Source extract:
MMM: If you didn’t go into the movie business, would you have gone in politics, because you are pretty convincing.

DAMON: Thanks. No, I don’t think so, but that’s not a life that I would…

MMM: Maybe baseball? [Laughs]

DAMON: Yeah, if I was about four inches taller and threw a fastball about 20 miles an hour faster.

MMM: What changed your view about politics?  You’ve always been pretty vocal about Africa and stuff that matters to you. You always say that you don’t want to be into politics, but you have a voice.

DAMON: It’s not that I’m not interested in politics, I’m very interested in politics. I’m just not interested in being a politician. I just wouldn’t want that job. But I think it’s all of our responsibility to be actively engaged, to be an engaged citizen, and to push back and voice our opinions about the things that we want and are important to us. I mean, any great movement started from people, not from politicians. Politicians follow, they are not leaders, they are followers.

MMM: Give me your opinion about Egypt and what’s happening there?

DAMON: I think it’s great, I think it’s amazing. It’s obviously, we’ll see where it goes from here, but I think it’s really incredible, and my friend Khalid Abdullah, who was in “Green Zone,” he played Freddy, has been in Tahrir Square for 19 days now, and I’m really proud to know him.

MMM: Have you been in touch with him through e-mail?

DAMON: No, he doesn’t get e-mail right now, his phone has been busy, and I’ve been trying to call him. Paul Greengrass has talked to him, and just said it was deeply, deeply affecting, we are very proud of him.

MMM: I want to ask you about the Soderbergh movie that might go to Cannes for the festival in a few months. What can you tell me about it, what’s your part?

DAMON: “Contagion?” Oh, I didn’t know they were thinking of taking it to Cannes. I hope you are right. It’s a pandemic movie, but a real, like Scott Burns, who wrote “The Informant,” researched in depth what would really happen if there was an outbreak of a real bad virus, and what the response would be, kind of around the world, and so, like “Traffic,” it follows different storylines: one in Hong Kong, one in Minnesota, one in Chicago, and it bounces all over the world, and follows all these different characters. I represent probably the most human of them, because Gwyneth plays my wife, and she buys it in like the first five minutes of the movie, and I’m trying to kind of, my storyline is about this guy just trying to keep it together. He loses his wife and his stepson, but he’s still got his daughter. I think this is the most realistic pandemic movie that’s ever been made.  I think it’s an adult horror movie really.

MMM: So what about you?  Are you romantic, and what are you ready to do for love?

DAMON: I’m the kind of guy who will go to a premiere on Valentine’s Day. [Laughs] Believe me, I know how to win points. [Laughs] My wife, who has had four children, is the greatest woman on earth, and I won’t even be with her on Valentine’s Day. No, I don’t think I’ve ever been a very romantic person. I don’t think I’ve been good at romance, big kind of sweeping gestures of my love, l walk it more than I talk it.

MMM: What are you going to do to make up for that? Will she be getting flowers?

DAMON: Yeah, but don’t print that now. Yeah, I’m sending flowers, but Flowers.com doesn’t really, [Laughs] 1-800-Flowers, yeah, thanks a lot honey! [Laughs] I pushed out four kids for you, thanks for the flowers! [Laughs]

THE ADJUSTMENT BUREAU is now playing in theaters nationwide.

Supplied entries:
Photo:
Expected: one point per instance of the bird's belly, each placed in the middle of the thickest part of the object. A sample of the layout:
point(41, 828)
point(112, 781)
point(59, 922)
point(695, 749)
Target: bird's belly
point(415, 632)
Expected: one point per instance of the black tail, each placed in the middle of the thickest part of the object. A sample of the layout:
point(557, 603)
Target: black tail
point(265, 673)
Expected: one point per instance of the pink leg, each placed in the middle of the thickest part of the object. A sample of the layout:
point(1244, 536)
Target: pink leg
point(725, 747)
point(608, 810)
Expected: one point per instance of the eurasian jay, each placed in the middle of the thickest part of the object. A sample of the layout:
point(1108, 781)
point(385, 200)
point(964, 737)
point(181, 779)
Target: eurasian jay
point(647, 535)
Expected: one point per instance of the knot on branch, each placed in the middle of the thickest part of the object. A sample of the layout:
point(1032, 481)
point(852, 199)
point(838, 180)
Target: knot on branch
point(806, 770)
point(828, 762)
...
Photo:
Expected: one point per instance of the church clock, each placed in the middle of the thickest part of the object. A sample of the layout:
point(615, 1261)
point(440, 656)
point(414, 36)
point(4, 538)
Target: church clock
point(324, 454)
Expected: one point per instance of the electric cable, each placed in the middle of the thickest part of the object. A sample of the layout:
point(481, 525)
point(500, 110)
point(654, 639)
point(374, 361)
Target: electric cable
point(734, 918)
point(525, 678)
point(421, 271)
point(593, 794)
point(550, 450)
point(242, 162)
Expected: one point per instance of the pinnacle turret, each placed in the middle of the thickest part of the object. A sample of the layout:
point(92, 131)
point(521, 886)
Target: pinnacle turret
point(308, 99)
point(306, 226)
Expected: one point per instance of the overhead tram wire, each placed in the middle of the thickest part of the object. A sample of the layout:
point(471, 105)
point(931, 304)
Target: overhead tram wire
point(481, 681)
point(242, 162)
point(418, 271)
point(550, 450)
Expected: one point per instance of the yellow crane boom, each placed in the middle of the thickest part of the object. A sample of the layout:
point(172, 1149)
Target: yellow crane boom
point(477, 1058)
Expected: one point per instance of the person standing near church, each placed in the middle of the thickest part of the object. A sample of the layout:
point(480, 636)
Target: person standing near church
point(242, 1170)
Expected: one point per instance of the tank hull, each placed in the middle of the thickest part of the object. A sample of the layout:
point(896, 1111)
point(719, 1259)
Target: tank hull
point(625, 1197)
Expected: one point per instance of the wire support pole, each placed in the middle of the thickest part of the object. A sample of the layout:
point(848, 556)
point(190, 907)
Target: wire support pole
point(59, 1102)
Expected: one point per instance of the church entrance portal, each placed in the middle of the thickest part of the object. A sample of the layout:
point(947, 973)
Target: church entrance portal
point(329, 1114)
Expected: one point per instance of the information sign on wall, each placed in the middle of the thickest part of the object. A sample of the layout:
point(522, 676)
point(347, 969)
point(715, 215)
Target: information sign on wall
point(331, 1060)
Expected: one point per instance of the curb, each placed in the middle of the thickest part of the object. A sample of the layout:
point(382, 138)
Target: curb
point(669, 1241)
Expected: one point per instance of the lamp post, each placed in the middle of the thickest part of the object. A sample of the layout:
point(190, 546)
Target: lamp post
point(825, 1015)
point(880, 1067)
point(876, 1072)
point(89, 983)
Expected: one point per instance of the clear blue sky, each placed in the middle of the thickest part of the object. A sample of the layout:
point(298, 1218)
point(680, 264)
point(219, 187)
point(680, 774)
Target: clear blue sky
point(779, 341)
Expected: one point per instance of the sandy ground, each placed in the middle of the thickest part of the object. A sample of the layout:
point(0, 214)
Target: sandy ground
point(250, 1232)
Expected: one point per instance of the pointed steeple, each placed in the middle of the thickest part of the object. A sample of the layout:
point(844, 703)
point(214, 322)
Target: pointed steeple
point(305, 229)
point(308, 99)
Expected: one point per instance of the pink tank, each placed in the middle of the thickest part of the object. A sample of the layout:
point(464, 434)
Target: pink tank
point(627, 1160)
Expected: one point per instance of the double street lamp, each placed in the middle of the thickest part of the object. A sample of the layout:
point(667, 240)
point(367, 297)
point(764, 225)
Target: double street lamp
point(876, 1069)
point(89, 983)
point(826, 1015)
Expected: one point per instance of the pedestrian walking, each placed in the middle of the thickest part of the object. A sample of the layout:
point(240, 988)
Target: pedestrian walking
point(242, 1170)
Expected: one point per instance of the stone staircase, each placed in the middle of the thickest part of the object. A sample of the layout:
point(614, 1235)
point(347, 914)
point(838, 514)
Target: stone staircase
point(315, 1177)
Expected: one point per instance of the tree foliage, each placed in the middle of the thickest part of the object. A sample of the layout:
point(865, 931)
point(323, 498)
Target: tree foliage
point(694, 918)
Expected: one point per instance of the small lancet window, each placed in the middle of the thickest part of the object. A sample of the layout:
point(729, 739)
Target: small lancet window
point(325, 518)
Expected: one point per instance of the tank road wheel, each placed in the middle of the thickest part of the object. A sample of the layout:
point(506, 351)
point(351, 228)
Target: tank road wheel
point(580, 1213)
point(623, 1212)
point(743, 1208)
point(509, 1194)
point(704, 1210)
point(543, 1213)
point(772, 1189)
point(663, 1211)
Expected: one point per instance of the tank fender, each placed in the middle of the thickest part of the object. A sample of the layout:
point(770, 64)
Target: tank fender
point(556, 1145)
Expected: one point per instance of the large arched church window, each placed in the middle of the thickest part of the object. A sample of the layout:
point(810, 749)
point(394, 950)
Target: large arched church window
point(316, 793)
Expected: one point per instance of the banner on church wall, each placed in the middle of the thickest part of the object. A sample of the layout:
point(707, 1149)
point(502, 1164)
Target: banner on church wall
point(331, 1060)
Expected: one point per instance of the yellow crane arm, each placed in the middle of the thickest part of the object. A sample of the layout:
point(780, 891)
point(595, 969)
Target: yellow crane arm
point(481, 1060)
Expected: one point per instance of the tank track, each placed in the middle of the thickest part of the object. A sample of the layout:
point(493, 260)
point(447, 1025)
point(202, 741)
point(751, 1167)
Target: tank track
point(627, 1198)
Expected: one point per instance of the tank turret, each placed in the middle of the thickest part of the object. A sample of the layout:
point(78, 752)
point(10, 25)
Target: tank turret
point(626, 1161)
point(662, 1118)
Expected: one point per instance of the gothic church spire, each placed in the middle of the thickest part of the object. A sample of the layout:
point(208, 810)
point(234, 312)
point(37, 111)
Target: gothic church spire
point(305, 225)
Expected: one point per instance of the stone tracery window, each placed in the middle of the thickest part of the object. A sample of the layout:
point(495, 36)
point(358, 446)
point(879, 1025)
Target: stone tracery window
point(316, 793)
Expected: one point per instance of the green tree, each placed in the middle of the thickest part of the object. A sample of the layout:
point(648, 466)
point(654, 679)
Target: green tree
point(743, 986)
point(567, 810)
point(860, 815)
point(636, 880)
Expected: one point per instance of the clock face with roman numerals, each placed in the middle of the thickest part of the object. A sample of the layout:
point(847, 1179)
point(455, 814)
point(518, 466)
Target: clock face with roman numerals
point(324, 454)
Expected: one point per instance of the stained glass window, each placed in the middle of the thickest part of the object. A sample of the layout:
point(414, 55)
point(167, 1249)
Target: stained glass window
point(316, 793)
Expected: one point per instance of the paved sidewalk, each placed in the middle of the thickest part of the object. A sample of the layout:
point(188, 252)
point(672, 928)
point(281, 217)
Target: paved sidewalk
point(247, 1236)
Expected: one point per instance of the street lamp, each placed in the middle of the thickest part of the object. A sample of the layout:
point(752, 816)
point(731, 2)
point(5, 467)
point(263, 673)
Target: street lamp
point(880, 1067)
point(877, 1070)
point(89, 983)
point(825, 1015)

What is being asked: According to the Damon interview, how long had Khalid Abdullah been in Tahrir Square? The rows can be set aside; nothing here depends on them.

Solved problem: He had been there for 19 days.